───── Textblock ─────
Im Rahmen derartiger Partnerschafts- oder sogenannter Gain-Sharing-Programme wird die Wertschöpfungskette zunächst gemeinsam analysiert. Anschließend werden Potenzialfelder herausgearbeitet, die es dem Logistiker aufgrund struktureller Voraussetzungen ermöglichen, die Leistungen im Rahmen der erforderlichen Kundenspezifikationen effizienter zu erbringen. Beispiele hierfür sind Zulassungen und Genehmigungen für das Handling spezieller Gefahrgüter, spezifisches Prozess-Know-how, selbst entwickelte IT-Lösungen, komplementäre Geschäfte mit entsprechenden Synergien etwa in Form von Anschlussladungen oder saisonal gegenläufige Geschäfte im Warehousing.

Größere Verlader haben die Chancen enger Partnerschaften erkannt und vergeben Transporte nicht mehr auf einzelnen Relationen, sondern schreiben stattdessen strategisch ganze Korridore aus. Innerhalb dieser Korridore erbringt dann der Transporteur die Leistungen nahezu exklusiv. Die Vorteile für die Transportunternehmen: ein besser planbares Geschäft, ein optimierter Einsatz der Fahrzeuge sowie ein reduzierter Aufwand im Vertrieb und im Kundenservice. Bei den Verladern schlagen geringere Frachtraten zu Buche sowie Versorgungssicherheit durch garantierte Kapazitäten und Budgetsicherheit.
─────
* Arbeitsauftrag *
Setzen Sie den Text über Partnerschaften zwischen Verladern und Logistikern im Anschluss an seinen letzten Satz fort.
───── Gegebene Informationen ─────
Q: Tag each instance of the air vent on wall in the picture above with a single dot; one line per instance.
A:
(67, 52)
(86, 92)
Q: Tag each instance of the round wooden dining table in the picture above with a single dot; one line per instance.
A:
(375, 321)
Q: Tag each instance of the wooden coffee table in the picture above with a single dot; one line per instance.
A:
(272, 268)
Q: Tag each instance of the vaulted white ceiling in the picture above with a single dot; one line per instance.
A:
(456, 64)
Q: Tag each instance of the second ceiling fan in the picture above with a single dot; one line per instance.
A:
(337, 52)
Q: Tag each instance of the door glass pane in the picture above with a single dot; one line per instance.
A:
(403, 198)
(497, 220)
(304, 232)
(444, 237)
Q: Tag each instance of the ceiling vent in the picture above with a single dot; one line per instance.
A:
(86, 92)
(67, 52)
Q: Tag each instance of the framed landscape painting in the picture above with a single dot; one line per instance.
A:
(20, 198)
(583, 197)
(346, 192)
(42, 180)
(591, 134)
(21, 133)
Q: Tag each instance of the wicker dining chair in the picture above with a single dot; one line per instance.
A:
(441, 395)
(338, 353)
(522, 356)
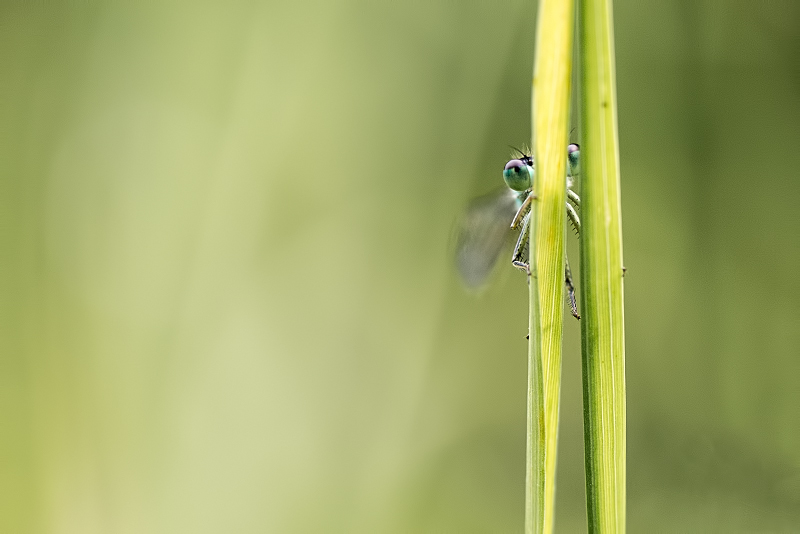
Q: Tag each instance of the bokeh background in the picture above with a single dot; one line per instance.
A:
(227, 300)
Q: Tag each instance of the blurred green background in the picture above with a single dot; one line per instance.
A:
(226, 288)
─────
* Antwortfeld *
Nachhaltigkeit ist ein Muss

Trotz Inflation, Ukraine-Krieg und Rezessionsängsten: Viele Verlader setzen sich derzeit anspruchsvolle Nachhaltigkeitsziele. In ihrer CO2-Gesamtbilanz kalkulieren Industrieunternehmen auch den Anteil ihrer Logistikpartner mit ein. Wer als Logistiker langfristig im Geschäft bleiben möchte, muss sich mit den Zielkriterien seiner Kunden auseinandersetzen und seine CO2-Bilanz entsprechend nachhaltig gestalten.Für Logistikunternehmen ist es höchste Zeit, die detailscharfe Berechnung des derzeitigen CO2-Fußabdrucks über alle Leistungsprozesse hinweg zu erstellen. Gleichzeitig sollte das Ambitionslevel, um welches die CO2-Belastung in Zukunft reduziert werden soll, festgelegt werden. Ein Aktionsplan, der geeignete Maßnahmen darstellt, um den Zielwert zu erreichen, ist innerhalb einer Nachhaltigkeitsstrategie ebenfalls notwendig.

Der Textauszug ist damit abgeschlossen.